Instruction - Check each of the following statements against the agent-trace text and answer yes or no, quoting the words of the text that decide it. (a) The file written by Sub-agent 2 is 2.8KB. (b) Agent Laboratory's memory window covers the last 5 iterations. (c) The final comparative analysis covers 12 papers filtered from 89.

--- BEGIN Text block ---

Each sub-agent will extract the memory approach and key findings.
ACTION: Task (parallel)
[Spawn 12 sub-agents]
Sub-agent 1 (Depth 1):
Task: "Analyze @.aiwg/research/sources/REF-021-reflexion.md
Extract: (1) Type of memory system, (2) Key mechanism, (3) Performance impact
Write: .aiwg/rlm/tasks/task-003/intermediate/analysis-REF-021.yaml"
Sub-agent 2 (Depth 1):
Task: "Analyze @.aiwg/research/sources/REF-035-memgpt.md
[same extraction criteria]
Write: .aiwg/rlm/tasks/task-003/intermediate/analysis-REF-035.yaml"
[... 10 more sub-agents ...]
OBSERVATION: All 12 sub-agents completed.
Sub-agent 1 wrote: analysis-REF-021.yaml (3.2KB)
Sub-agent 2 wrote: analysis-REF-035.yaml (2.8KB)
[... 10 more ...]
THOUGHT [Extraction]: Sub-agents have extracted structured data. Now aggregate.
ACTION: Bash
command: |
for f in .aiwg/rlm/tasks/task-003/intermediate/analysis-*.yaml; do
echo "---"
cat "$f"
done > .aiwg/rlm/tasks/task-003/intermediate/all-analyses.yaml
OBSERVATION: Aggregated YAML created (34KB).
ACTION: Read
file_path: ".aiwg/rlm/tasks/task-003/intermediate/all-analyses.yaml"
OBSERVATION: [12 structured analyses]
THOUGHT [Synthesis]: I now have all memory approaches. Synthesizing into comparative analysis.
ACTION: Write
file_path: ".aiwg/rlm/tasks/task-003/final-result.md"
content: |
# Agent Memory Systems: Comparative Analysis
## Papers Analyzed
12 papers from AIWG research corpus (filtered from 89)
## Memory System Types
### Episodic Memory (4 papers)
- **Reflexion** (REF-021): Sliding window of past task attempts
- Stores: trajectory, reward, reflection
- Window size: Ω=1-5 (task-dependent)
- Impact: +34% success rate on HumanEval
- **Agent Laboratory** (REF-057): Draft-then-edit memory
- Stores: previous drafts, human feedback
- Window: Last 3 iterations
- Impact: 84% cost reduction vs autonomous
[... 2 more episodic systems ...]
### Working Memory (3 papers)
- **MemGPT** (REF-035): Hierarchical context management
- Stores: Core context + archival
- Paging: Move between tiers
- Impact: 10x context capacity
[... 2 more working memory systems ...]
### Semantic Memory (2 papers)
- **Generative Agents** (REF-041): Retrieval-based memory
- Stores: Embeddings of past interactions
- Retrieval: Similarity search
- Impact: Consistent long-term behavior
[... 1 more semantic system ...]
### Hybrid Systems (3 papers)

--- END Text block ---
--- BEGIN Supplied information ---

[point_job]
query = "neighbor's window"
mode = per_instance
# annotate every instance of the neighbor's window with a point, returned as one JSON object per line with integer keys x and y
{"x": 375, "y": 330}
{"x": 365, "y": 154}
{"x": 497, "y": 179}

--- END Supplied information ---

The reply -
(a) Yes: "Sub-agent 2 wrote: analysis-REF-035.yaml (2.8KB)"
(b) No: "Window: Last 3 iterations"
(c) Yes: "12 papers from AIWG research corpus (filtered from 89)"